Repeat the lines beginning at the one with "Return the outline of every instance of the paisley" and running to the end of the material, keeping the first and last of them, exactly as they appear.

##### GIVEN DATA #####

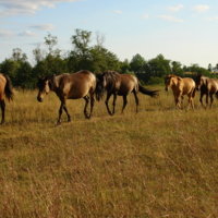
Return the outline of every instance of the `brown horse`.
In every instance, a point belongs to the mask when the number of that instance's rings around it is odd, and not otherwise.
[[[208,105],[208,96],[210,97],[210,108],[214,101],[213,95],[216,94],[216,97],[218,98],[218,80],[216,78],[208,78],[206,76],[203,76],[202,74],[197,75],[195,78],[196,83],[196,89],[201,89],[201,97],[199,101],[203,105],[203,96],[206,95],[206,104]],[[206,108],[206,107],[204,107]]]
[[[8,75],[0,73],[0,106],[2,112],[1,124],[4,123],[5,101],[4,97],[10,101],[13,100],[12,83]]]
[[[190,77],[181,78],[175,75],[167,75],[165,77],[166,90],[171,87],[174,95],[175,108],[181,108],[180,99],[183,99],[183,95],[187,95],[189,97],[189,106],[191,105],[192,109],[194,109],[193,98],[195,96],[195,82]]]
[[[141,92],[145,95],[149,95],[150,97],[156,97],[158,94],[158,90],[148,90],[144,88],[136,76],[131,74],[119,74],[114,71],[107,71],[101,74],[97,74],[97,88],[96,88],[96,95],[98,94],[101,96],[101,94],[106,90],[107,97],[106,97],[106,107],[108,110],[108,113],[110,116],[113,116],[116,112],[116,100],[117,96],[123,96],[123,107],[122,112],[124,111],[124,108],[128,104],[128,95],[130,93],[134,94],[135,97],[135,104],[136,104],[136,112],[138,112],[138,97],[137,93]],[[110,96],[113,95],[113,109],[112,111],[109,109],[108,101],[110,99]],[[99,100],[99,99],[98,99]]]
[[[71,116],[66,109],[66,99],[85,99],[84,116],[86,119],[90,119],[93,107],[94,107],[94,93],[96,89],[96,76],[89,71],[80,71],[74,74],[61,74],[45,76],[38,80],[38,96],[37,100],[43,101],[44,97],[53,90],[61,101],[59,109],[59,118],[57,125],[61,123],[62,110],[65,111],[68,116],[68,121],[71,121]],[[88,96],[89,95],[89,96]],[[87,112],[87,106],[90,98],[90,112]]]

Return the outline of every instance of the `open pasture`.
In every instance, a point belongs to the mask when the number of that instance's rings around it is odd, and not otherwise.
[[[0,217],[218,217],[218,100],[205,110],[197,92],[195,110],[175,110],[171,90],[152,88],[138,113],[132,95],[113,117],[96,101],[90,120],[68,100],[59,126],[53,93],[16,90],[0,126]]]

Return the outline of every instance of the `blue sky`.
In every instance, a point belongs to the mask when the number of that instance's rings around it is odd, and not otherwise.
[[[184,65],[218,63],[216,0],[0,0],[0,62],[21,48],[34,63],[48,33],[63,52],[72,50],[76,28],[92,32],[93,45],[96,32],[105,35],[121,61],[161,53]]]

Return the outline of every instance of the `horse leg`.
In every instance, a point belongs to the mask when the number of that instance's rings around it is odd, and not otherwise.
[[[113,101],[112,101],[112,114],[116,113],[116,100],[117,100],[118,93],[113,94]]]
[[[187,95],[187,97],[189,97],[187,109],[190,109],[190,105],[191,105],[192,109],[194,109],[193,99],[192,99],[192,92]]]
[[[133,92],[133,94],[134,94],[134,96],[135,96],[136,112],[138,112],[138,105],[140,105],[140,101],[138,101],[137,93],[136,93],[136,92]]]
[[[206,93],[206,107],[205,108],[207,108],[207,106],[208,106],[208,93]]]
[[[63,110],[65,111],[65,113],[66,113],[66,116],[68,116],[68,122],[71,122],[71,116],[69,114],[68,108],[66,108],[65,105],[63,106]]]
[[[213,93],[209,94],[209,97],[210,97],[210,106],[209,106],[209,107],[210,107],[210,108],[211,108],[211,105],[213,105],[213,102],[214,102],[213,95],[214,95]]]
[[[2,112],[2,116],[1,116],[1,124],[4,123],[4,110],[5,110],[5,102],[4,100],[0,100],[0,105],[1,105],[1,112]]]
[[[128,105],[128,96],[126,95],[124,95],[123,96],[123,107],[122,107],[122,113],[123,113],[123,111],[124,111],[124,109],[125,109],[125,106]]]
[[[60,125],[60,124],[61,124],[61,114],[62,114],[62,111],[63,111],[63,107],[64,107],[64,101],[61,101],[61,106],[60,106],[60,109],[59,109],[59,118],[58,118],[58,121],[57,121],[57,125]]]
[[[105,101],[106,107],[107,107],[107,110],[108,110],[108,113],[109,113],[110,116],[112,116],[112,112],[110,111],[110,108],[109,108],[109,106],[108,106],[108,101],[109,101],[111,95],[112,95],[111,93],[107,93],[107,98],[106,98],[106,101]]]
[[[202,107],[204,107],[204,104],[203,104],[203,96],[204,96],[204,94],[201,93],[199,102],[202,104]],[[205,108],[205,107],[204,107],[204,108]]]
[[[85,116],[86,119],[89,119],[89,116],[87,113],[87,107],[88,107],[88,104],[89,104],[89,97],[86,95],[83,98],[85,99],[84,116]]]
[[[94,104],[95,104],[94,93],[90,93],[90,114],[89,114],[89,119],[92,118],[92,114],[93,114]]]
[[[174,95],[175,109],[180,109],[180,95]]]

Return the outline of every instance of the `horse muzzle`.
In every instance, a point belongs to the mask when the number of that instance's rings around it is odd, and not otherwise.
[[[43,98],[41,97],[37,97],[37,100],[39,101],[39,102],[43,102]]]

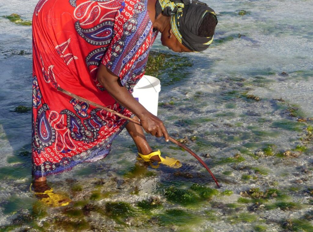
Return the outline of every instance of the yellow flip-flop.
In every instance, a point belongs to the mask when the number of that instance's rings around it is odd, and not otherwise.
[[[165,156],[165,158],[163,158],[161,156],[161,152],[160,151],[160,150],[151,152],[150,154],[146,155],[142,155],[138,152],[138,155],[142,160],[146,162],[151,162],[152,161],[150,159],[150,158],[154,156],[157,156],[161,160],[161,162],[158,162],[158,164],[162,164],[174,168],[179,168],[182,166],[182,163],[176,159],[167,156]]]
[[[39,199],[39,200],[49,207],[65,206],[69,204],[71,201],[70,199],[64,196],[54,192],[52,188],[46,190],[43,192],[39,192],[32,191],[31,190],[31,184],[29,189],[35,195],[46,194],[49,196],[49,197],[42,198]]]

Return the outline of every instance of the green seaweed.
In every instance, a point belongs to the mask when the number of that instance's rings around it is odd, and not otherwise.
[[[10,214],[15,213],[21,208],[30,210],[34,201],[34,200],[32,198],[12,196],[8,198],[4,203],[2,204],[2,207],[3,209],[3,212],[5,214]]]
[[[80,217],[83,214],[81,210],[70,207],[65,209],[63,211],[63,214],[70,218]]]
[[[151,210],[159,208],[162,206],[160,199],[157,198],[151,198],[149,200],[144,200],[137,203],[137,206],[143,209]]]
[[[238,14],[239,15],[245,15],[247,14],[249,14],[248,12],[244,10],[241,10],[238,12]]]
[[[16,180],[29,178],[29,169],[27,166],[18,165],[0,168],[0,179]]]
[[[72,187],[71,189],[74,192],[81,192],[83,191],[83,187],[80,184],[75,184]]]
[[[251,169],[254,171],[256,173],[259,174],[262,176],[267,176],[270,171],[268,169],[262,167],[255,167],[251,168]]]
[[[135,215],[135,209],[128,203],[120,202],[108,202],[105,204],[105,212],[107,216],[118,222]]]
[[[165,213],[157,215],[156,218],[160,225],[173,224],[179,226],[191,224],[196,224],[203,220],[198,215],[179,209],[167,210]]]
[[[53,226],[55,231],[62,228],[66,231],[81,231],[90,229],[90,225],[84,219],[75,219],[72,221],[68,218],[59,217],[55,218]]]
[[[238,198],[237,201],[238,203],[248,204],[248,203],[251,203],[252,201],[250,199],[247,198],[240,197]]]
[[[295,105],[289,106],[286,110],[289,112],[289,115],[292,117],[303,117],[305,116],[303,111]]]
[[[305,146],[301,146],[300,145],[297,145],[294,149],[292,149],[292,150],[301,151],[303,152],[306,151],[307,150],[307,148]]]
[[[265,206],[265,208],[267,210],[275,209],[277,208],[279,208],[284,211],[300,209],[302,208],[300,204],[291,202],[279,202],[273,204],[267,204]]]
[[[91,193],[91,195],[89,198],[92,201],[99,201],[102,198],[102,194],[99,191],[94,191]]]
[[[167,86],[187,77],[187,72],[175,71],[176,70],[186,70],[192,65],[190,59],[187,56],[151,50],[146,66],[146,74],[157,77],[162,86]]]
[[[35,218],[39,219],[47,216],[47,207],[42,203],[37,201],[33,204],[31,214]]]
[[[214,43],[221,44],[228,41],[231,41],[235,37],[238,37],[237,35],[229,35],[226,37],[221,37],[219,39],[214,40]]]
[[[206,219],[213,221],[217,221],[219,217],[216,215],[216,212],[213,209],[208,210],[205,210],[204,213],[207,217]]]
[[[228,163],[240,163],[245,160],[246,159],[242,156],[238,156],[234,157],[222,158],[219,160],[215,162],[214,163],[218,165],[220,165]]]
[[[166,189],[164,195],[168,200],[183,204],[195,203],[199,198],[190,190],[179,189],[173,186]]]
[[[304,219],[289,219],[282,222],[281,225],[283,228],[289,231],[305,232],[313,231],[312,223]]]
[[[258,216],[255,214],[242,213],[228,217],[227,220],[232,224],[240,222],[251,223],[256,221],[258,218]]]
[[[224,171],[222,172],[222,174],[225,176],[230,176],[230,175],[233,174],[233,171]]]
[[[246,174],[243,174],[241,176],[241,180],[243,181],[248,181],[251,179],[252,176]]]
[[[264,153],[264,154],[266,156],[269,156],[274,155],[272,150],[272,147],[270,146],[268,146],[263,148],[262,150]]]
[[[195,183],[190,187],[190,189],[197,192],[201,198],[206,199],[209,200],[219,193],[216,189]]]
[[[13,13],[9,15],[4,15],[2,16],[7,18],[15,24],[23,26],[31,26],[32,21],[29,20],[24,20],[21,18],[21,16],[17,14]]]
[[[32,110],[31,107],[28,107],[24,106],[18,106],[15,107],[14,109],[14,112],[20,113],[27,113],[28,112]]]
[[[234,109],[237,105],[235,103],[228,103],[225,105],[225,107],[228,109]]]
[[[263,225],[256,225],[253,227],[253,229],[257,232],[265,232],[267,230],[267,227]]]
[[[224,195],[230,196],[231,195],[233,194],[233,193],[234,192],[231,190],[226,189],[224,191],[223,191],[222,193]]]
[[[274,122],[272,124],[272,126],[287,130],[298,132],[302,131],[304,127],[303,124],[302,123],[293,122],[286,119]]]
[[[155,176],[153,171],[148,171],[147,168],[143,164],[139,162],[135,163],[135,166],[130,168],[130,170],[123,175],[125,177],[133,178],[143,177],[152,177]]]

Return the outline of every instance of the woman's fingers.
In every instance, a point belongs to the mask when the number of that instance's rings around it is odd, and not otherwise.
[[[167,142],[168,142],[169,139],[169,136],[168,135],[168,133],[167,133],[167,130],[166,129],[166,128],[165,128],[165,127],[164,126],[164,125],[163,125],[163,127],[162,128],[162,133],[163,133],[164,138],[165,139],[165,141]]]

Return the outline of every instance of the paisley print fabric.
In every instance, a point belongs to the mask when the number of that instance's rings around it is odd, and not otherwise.
[[[129,117],[96,80],[100,64],[131,92],[156,37],[147,0],[40,0],[33,17],[33,173],[44,176],[105,157]]]

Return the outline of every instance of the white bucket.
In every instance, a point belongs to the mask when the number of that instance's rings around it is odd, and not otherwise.
[[[144,75],[134,87],[133,96],[149,112],[157,114],[159,92],[161,91],[160,80]]]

#####

SOLUTION FOR THIS EXERCISE:
Return the outline of every instance of the paisley print fabric.
In every instance, a point belongs to the mask when the number of that instance's rings around it is odd, and not otherwise.
[[[129,117],[96,80],[100,64],[131,92],[156,37],[147,0],[40,0],[33,17],[33,173],[44,176],[105,157]]]

Return the outline of every instance of the white bucket.
In every instance, a point belongs to the mask when the number of that instance's rings around it is odd, and not otherwise.
[[[144,75],[134,87],[133,96],[149,112],[157,114],[159,92],[161,91],[160,80]]]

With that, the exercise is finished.